• DIRECTIVE: Copy each of the following items word for word, keeping them in the same order.

____________________

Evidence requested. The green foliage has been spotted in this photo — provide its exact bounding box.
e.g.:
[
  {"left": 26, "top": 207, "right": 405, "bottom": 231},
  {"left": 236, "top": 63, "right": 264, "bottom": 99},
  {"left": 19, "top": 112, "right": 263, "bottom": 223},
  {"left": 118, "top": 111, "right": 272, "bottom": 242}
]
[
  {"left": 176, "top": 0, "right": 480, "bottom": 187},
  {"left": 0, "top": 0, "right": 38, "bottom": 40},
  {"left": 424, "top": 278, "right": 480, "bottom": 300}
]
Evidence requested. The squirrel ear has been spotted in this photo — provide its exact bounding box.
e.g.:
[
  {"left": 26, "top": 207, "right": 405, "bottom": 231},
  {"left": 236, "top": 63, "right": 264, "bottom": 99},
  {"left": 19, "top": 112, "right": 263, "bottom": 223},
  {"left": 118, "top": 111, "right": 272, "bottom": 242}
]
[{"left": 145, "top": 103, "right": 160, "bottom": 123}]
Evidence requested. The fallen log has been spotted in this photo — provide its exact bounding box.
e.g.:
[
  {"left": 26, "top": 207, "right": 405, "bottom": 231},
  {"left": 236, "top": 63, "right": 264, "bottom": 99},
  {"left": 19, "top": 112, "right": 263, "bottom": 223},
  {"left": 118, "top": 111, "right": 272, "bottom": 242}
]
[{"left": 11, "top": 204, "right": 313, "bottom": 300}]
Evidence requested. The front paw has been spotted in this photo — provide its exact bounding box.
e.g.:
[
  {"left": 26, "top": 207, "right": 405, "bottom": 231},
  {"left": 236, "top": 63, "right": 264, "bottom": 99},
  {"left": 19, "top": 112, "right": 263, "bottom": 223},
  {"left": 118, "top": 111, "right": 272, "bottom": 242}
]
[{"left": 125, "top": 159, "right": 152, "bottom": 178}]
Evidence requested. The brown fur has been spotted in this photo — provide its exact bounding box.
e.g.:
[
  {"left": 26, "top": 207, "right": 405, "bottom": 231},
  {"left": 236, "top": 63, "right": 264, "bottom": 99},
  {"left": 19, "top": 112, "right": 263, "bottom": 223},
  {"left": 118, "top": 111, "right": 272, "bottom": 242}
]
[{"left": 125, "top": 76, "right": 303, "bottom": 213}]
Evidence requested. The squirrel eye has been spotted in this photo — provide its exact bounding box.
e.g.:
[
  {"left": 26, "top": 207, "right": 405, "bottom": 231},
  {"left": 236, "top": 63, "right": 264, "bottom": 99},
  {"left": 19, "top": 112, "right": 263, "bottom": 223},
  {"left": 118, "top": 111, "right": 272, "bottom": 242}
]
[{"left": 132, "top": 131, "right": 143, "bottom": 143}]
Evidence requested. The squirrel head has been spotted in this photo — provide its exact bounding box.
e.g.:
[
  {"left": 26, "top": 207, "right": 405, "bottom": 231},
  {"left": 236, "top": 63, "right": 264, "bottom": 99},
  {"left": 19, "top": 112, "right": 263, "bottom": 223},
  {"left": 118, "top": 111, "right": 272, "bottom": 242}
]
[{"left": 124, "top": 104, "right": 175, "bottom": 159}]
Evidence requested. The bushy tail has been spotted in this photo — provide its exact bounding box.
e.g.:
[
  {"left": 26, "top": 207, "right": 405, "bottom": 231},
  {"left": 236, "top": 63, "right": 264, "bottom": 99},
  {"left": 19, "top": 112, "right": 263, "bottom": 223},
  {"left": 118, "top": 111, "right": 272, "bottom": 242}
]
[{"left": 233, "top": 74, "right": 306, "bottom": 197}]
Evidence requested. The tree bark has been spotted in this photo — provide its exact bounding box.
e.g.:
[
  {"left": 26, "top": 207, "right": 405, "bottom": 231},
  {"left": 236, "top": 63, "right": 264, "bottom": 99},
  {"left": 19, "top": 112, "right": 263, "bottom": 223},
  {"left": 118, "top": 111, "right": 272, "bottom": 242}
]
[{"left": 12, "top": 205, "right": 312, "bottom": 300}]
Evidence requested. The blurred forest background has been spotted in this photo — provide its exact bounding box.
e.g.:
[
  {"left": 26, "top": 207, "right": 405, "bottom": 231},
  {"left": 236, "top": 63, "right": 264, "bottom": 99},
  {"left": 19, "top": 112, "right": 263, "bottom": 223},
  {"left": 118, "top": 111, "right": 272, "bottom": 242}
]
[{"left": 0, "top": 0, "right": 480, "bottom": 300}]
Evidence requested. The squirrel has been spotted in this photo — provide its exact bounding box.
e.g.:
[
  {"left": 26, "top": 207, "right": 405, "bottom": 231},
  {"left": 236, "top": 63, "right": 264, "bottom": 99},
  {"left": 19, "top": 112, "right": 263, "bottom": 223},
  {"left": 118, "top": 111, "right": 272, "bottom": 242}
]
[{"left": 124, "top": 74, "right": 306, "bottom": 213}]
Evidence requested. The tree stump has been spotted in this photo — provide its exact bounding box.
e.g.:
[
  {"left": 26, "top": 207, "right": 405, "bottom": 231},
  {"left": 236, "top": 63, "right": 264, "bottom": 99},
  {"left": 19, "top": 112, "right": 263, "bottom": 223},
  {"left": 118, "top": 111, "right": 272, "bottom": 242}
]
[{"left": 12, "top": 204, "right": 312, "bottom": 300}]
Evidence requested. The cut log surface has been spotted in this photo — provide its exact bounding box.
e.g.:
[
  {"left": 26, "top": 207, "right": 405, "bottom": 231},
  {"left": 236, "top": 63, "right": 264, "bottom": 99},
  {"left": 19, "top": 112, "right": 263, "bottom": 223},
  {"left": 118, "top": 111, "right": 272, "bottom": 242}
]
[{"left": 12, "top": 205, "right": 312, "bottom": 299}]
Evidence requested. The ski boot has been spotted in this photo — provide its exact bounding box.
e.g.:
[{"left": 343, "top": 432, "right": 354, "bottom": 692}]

____________________

• FULL SOLUTION:
Evidence requested. The green foliage has been spotted in this photo — provide its exact bounding box.
e.g.:
[
  {"left": 26, "top": 207, "right": 405, "bottom": 231},
  {"left": 236, "top": 63, "right": 264, "bottom": 99},
  {"left": 19, "top": 112, "right": 263, "bottom": 223},
  {"left": 118, "top": 111, "right": 272, "bottom": 242}
]
[
  {"left": 176, "top": 0, "right": 480, "bottom": 187},
  {"left": 0, "top": 0, "right": 38, "bottom": 40},
  {"left": 424, "top": 278, "right": 480, "bottom": 300}
]
Evidence requested. The squirrel ear has been spotted in this photo — provide its exact bounding box.
e.g.:
[
  {"left": 26, "top": 207, "right": 405, "bottom": 231},
  {"left": 236, "top": 63, "right": 264, "bottom": 99},
  {"left": 19, "top": 112, "right": 263, "bottom": 223},
  {"left": 118, "top": 111, "right": 272, "bottom": 242}
]
[{"left": 145, "top": 103, "right": 160, "bottom": 123}]
Evidence requested. The fallen log has been spotted in this photo — provide its exact bounding box.
e.g.:
[
  {"left": 26, "top": 207, "right": 405, "bottom": 231},
  {"left": 236, "top": 63, "right": 264, "bottom": 99},
  {"left": 19, "top": 112, "right": 263, "bottom": 223},
  {"left": 118, "top": 111, "right": 272, "bottom": 242}
]
[{"left": 11, "top": 204, "right": 313, "bottom": 300}]
Evidence requested. The front paw has been spotted in this photo — provide its exact bounding box.
e.g.:
[
  {"left": 26, "top": 207, "right": 405, "bottom": 231},
  {"left": 236, "top": 63, "right": 264, "bottom": 99},
  {"left": 19, "top": 112, "right": 263, "bottom": 223},
  {"left": 118, "top": 111, "right": 272, "bottom": 242}
]
[{"left": 125, "top": 159, "right": 152, "bottom": 178}]
Evidence requested. The brown fur has been spotted in this photo — provide its exact bounding box.
e.g.:
[
  {"left": 26, "top": 207, "right": 405, "bottom": 231},
  {"left": 236, "top": 63, "right": 264, "bottom": 99},
  {"left": 19, "top": 112, "right": 263, "bottom": 223},
  {"left": 118, "top": 111, "right": 272, "bottom": 242}
]
[{"left": 125, "top": 76, "right": 303, "bottom": 213}]
Evidence requested. The squirrel eye has been spotted in this photo — provide its exact bounding box.
e.g.:
[
  {"left": 26, "top": 207, "right": 405, "bottom": 231},
  {"left": 236, "top": 63, "right": 264, "bottom": 99},
  {"left": 19, "top": 112, "right": 263, "bottom": 223},
  {"left": 118, "top": 111, "right": 272, "bottom": 242}
]
[{"left": 132, "top": 131, "right": 143, "bottom": 143}]
Evidence requested. The squirrel head has been spotted in this photo — provide its exact bounding box.
e.g.:
[
  {"left": 26, "top": 207, "right": 405, "bottom": 231},
  {"left": 236, "top": 63, "right": 264, "bottom": 99},
  {"left": 19, "top": 112, "right": 263, "bottom": 223},
  {"left": 118, "top": 111, "right": 272, "bottom": 242}
]
[{"left": 124, "top": 104, "right": 175, "bottom": 159}]
Evidence requested. The bushy tail has been spotted in this photo — provide its exact bounding box.
e.g.:
[
  {"left": 26, "top": 207, "right": 405, "bottom": 231},
  {"left": 236, "top": 63, "right": 264, "bottom": 99},
  {"left": 19, "top": 112, "right": 263, "bottom": 223},
  {"left": 118, "top": 111, "right": 272, "bottom": 242}
]
[{"left": 233, "top": 74, "right": 306, "bottom": 197}]
Evidence requested. The tree bark has been spotted in this photo — provide its exact bounding box.
e.g.:
[
  {"left": 26, "top": 207, "right": 405, "bottom": 231},
  {"left": 236, "top": 63, "right": 264, "bottom": 99},
  {"left": 19, "top": 112, "right": 263, "bottom": 223},
  {"left": 118, "top": 111, "right": 272, "bottom": 242}
]
[{"left": 12, "top": 205, "right": 312, "bottom": 300}]
Evidence requested. The blurred forest background has been spotted in this photo — provide its exact bounding box.
e.g.:
[
  {"left": 26, "top": 207, "right": 405, "bottom": 231},
  {"left": 236, "top": 63, "right": 264, "bottom": 99},
  {"left": 19, "top": 112, "right": 263, "bottom": 223},
  {"left": 118, "top": 111, "right": 272, "bottom": 242}
]
[{"left": 0, "top": 0, "right": 480, "bottom": 300}]
Evidence requested. The squirrel has been spotted in this photo — provide its exact bounding box.
e.g.:
[
  {"left": 26, "top": 207, "right": 405, "bottom": 231},
  {"left": 236, "top": 63, "right": 264, "bottom": 99},
  {"left": 19, "top": 112, "right": 263, "bottom": 223},
  {"left": 118, "top": 111, "right": 272, "bottom": 242}
]
[{"left": 124, "top": 74, "right": 306, "bottom": 213}]
Evidence requested. The tree stump has been spotted in this photo — provide its exact bounding box.
e.g.:
[
  {"left": 26, "top": 207, "right": 405, "bottom": 231},
  {"left": 236, "top": 63, "right": 264, "bottom": 99},
  {"left": 19, "top": 112, "right": 263, "bottom": 223},
  {"left": 118, "top": 111, "right": 272, "bottom": 242}
]
[{"left": 12, "top": 204, "right": 312, "bottom": 300}]
Evidence requested. The cut log surface has been spotted in this photo — provide its exact bounding box.
e.g.:
[
  {"left": 26, "top": 207, "right": 405, "bottom": 231},
  {"left": 236, "top": 63, "right": 264, "bottom": 99},
  {"left": 19, "top": 112, "right": 263, "bottom": 223},
  {"left": 118, "top": 111, "right": 272, "bottom": 242}
]
[{"left": 12, "top": 205, "right": 312, "bottom": 299}]
Evidence requested. The ski boot has been spotted in this photo — provide its exact bounding box.
e.g.:
[{"left": 343, "top": 432, "right": 354, "bottom": 692}]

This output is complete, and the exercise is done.